What you have to do → Please copy the records from the line that contains "For every instance of the folding" through the line that contains "[[758, 464]]", keeping every line, including the requests, and raise each coordinate in the answers by 139. Leave all other numbers as they are.

:: Given entries ::

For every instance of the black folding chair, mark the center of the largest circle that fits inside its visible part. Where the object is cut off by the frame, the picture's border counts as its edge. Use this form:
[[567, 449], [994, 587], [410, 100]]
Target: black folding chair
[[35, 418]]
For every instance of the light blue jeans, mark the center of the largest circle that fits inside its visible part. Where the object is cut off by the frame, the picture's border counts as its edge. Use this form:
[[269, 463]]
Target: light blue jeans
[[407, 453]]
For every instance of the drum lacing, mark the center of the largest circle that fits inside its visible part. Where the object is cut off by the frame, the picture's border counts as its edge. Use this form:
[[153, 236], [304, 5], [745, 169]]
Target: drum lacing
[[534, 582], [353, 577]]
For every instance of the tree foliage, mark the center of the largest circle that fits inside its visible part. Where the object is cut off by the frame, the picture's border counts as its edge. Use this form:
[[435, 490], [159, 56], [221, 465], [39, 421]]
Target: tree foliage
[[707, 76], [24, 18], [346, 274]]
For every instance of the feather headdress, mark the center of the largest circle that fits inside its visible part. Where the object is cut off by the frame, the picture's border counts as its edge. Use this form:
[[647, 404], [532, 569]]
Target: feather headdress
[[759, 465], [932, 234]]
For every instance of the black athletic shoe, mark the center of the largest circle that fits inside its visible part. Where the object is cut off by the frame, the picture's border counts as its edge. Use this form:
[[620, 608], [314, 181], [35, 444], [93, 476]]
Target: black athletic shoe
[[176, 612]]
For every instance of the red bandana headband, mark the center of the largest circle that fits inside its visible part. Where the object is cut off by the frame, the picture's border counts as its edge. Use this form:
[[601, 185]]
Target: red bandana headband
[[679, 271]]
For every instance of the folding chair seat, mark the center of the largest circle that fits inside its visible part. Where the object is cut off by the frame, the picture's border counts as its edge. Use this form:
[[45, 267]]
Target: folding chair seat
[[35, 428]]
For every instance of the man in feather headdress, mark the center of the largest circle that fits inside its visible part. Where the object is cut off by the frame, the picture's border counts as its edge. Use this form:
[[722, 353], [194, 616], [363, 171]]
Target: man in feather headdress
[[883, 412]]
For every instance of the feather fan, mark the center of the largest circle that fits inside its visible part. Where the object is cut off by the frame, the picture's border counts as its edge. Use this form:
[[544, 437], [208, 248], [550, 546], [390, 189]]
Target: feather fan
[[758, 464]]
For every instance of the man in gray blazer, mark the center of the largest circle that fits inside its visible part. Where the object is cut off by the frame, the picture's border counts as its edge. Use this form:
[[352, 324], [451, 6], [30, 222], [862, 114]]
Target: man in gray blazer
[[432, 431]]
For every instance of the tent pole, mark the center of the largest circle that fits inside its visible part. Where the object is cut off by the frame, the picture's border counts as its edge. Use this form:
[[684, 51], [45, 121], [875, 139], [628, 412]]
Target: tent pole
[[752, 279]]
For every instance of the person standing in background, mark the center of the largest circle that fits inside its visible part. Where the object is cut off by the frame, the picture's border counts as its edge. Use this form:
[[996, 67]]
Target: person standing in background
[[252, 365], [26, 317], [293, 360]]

:::

Exercise output →
For every instance of the folding chair seat, mark the center of the largest circle that fits inside its visible part. Where the object is cut off by the frame, the picture's border counts as its edge. Use this form:
[[45, 267]]
Target: folding chair seat
[[174, 567]]
For every instance of the man in feather headdress, mark the center of the largest circle that fits inside its visible part. Where the object is cut off by the frame, the picture's border counts as its edge. Use this form:
[[722, 353], [194, 616], [363, 171]]
Target: man in feather headdress
[[1022, 551]]
For every instance of the feather fan, mark the center of the largest circle that fits inside its visible part. Where the object is cut off by the frame, the picture's border counts as its edge. Use this form:
[[544, 437], [208, 248], [550, 546], [390, 189]]
Target: feather fan
[[897, 603]]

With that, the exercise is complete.